_RECORDS SHOWN_
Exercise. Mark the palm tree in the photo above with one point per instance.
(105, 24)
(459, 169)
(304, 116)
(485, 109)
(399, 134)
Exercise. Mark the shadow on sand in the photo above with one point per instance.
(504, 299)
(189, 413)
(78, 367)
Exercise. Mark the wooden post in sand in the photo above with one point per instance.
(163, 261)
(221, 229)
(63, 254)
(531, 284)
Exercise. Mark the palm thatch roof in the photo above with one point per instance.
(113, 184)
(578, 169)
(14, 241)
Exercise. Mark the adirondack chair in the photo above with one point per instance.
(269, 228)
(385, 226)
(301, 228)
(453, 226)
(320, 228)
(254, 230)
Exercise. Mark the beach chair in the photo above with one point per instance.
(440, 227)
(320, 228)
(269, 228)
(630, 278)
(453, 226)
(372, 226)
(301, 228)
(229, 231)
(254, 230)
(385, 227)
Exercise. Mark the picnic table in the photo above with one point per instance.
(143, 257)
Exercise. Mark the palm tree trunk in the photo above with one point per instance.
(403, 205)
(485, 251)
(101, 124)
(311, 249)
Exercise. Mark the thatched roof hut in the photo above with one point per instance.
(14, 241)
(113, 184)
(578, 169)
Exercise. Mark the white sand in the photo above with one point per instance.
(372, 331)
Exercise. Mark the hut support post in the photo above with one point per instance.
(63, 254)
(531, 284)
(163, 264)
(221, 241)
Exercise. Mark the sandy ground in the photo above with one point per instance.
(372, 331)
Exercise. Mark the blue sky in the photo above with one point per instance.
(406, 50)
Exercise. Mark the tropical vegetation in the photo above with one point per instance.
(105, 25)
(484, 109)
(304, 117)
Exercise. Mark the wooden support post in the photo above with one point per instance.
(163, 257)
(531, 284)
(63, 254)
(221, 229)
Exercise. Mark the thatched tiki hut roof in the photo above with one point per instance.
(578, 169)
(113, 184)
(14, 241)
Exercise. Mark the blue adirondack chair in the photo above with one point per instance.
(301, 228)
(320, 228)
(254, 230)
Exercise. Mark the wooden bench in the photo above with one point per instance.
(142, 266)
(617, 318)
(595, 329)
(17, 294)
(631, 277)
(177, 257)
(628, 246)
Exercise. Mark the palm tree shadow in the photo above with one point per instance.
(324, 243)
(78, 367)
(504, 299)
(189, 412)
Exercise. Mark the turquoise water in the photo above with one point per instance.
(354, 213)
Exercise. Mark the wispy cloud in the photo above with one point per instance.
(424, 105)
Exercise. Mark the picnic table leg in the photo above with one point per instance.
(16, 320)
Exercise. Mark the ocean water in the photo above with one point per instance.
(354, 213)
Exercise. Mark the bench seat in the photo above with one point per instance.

_TASK STATEMENT_
All the material above is to be retyped exactly as it appears.

_ANSWER BELOW_
Exercise. Mark the palm tree in the photo above with one point per instance.
(105, 24)
(459, 169)
(304, 116)
(485, 109)
(399, 134)
Exercise. Mark the shadow on sand in the photo above with one point per instance.
(504, 299)
(189, 413)
(78, 367)
Exercise. Mark the wooden post in sand in the photo above with one point per instance.
(163, 261)
(221, 229)
(63, 254)
(531, 284)
Exercise. Mark the palm thatch roof in the photo above with one point per instance.
(113, 184)
(578, 169)
(14, 241)
Exercise. Mark the adirondack chair in the photo above with one point per instance.
(269, 228)
(385, 226)
(301, 228)
(453, 226)
(320, 228)
(254, 230)
Exercise. Mark the beach chair in the photo above with one point per instance.
(440, 227)
(320, 228)
(269, 228)
(630, 278)
(453, 226)
(372, 226)
(301, 228)
(229, 231)
(254, 230)
(385, 227)
Exercise. Mark the picnic table in the photo above with one point per instance.
(143, 257)
Exercise. Mark the palm tree trunk in the photo above with one point per instance.
(403, 205)
(485, 251)
(101, 124)
(311, 249)
Exercise. Mark the thatched roof hut in the photo above with one point per instance.
(14, 241)
(113, 184)
(578, 169)
Exercise. Mark the white sand in the photo above with one point per instance.
(372, 331)
Exercise. Mark the hut support post in the photo above with one point per instance.
(63, 254)
(531, 284)
(163, 264)
(221, 241)
Exercise. Mark the sandy ground in the photo above with one point per instance.
(372, 331)
Exercise. Mark the blue sky in the photo above with one point per instance.
(406, 50)
Exercise. Mark the tropical vegetation in the photo above with one point per instance.
(105, 25)
(484, 109)
(304, 117)
Exercise. Mark the wooden support post in the photo above with one point per instance.
(163, 257)
(531, 284)
(63, 254)
(221, 229)
Exercise. Mark the thatched tiki hut roof in the photo above with one point per instance.
(578, 169)
(113, 184)
(14, 241)
Exercise. Mark the blue adirondack chair in the photo above with one point per instance.
(301, 228)
(320, 228)
(254, 230)
Exercise. Mark the wooden bench in the photo above with one point per instance.
(142, 266)
(617, 318)
(595, 329)
(17, 294)
(631, 277)
(177, 257)
(628, 246)
Exercise. Mark the palm tree shadow in the photo above with one point per instance.
(324, 243)
(78, 367)
(504, 299)
(189, 412)
Exercise. Mark the turquoise water in the photo above with one point per instance.
(354, 213)
Exercise. Mark the wispy cloud in the photo above with one point per instance.
(424, 105)
Exercise. Mark the picnic table leg in the photo above with one point per instance.
(16, 320)
Exercise. Mark the ocean water in the photo above with one point per instance.
(354, 213)
Exercise. Mark the bench seat in the photo above with one point per instance.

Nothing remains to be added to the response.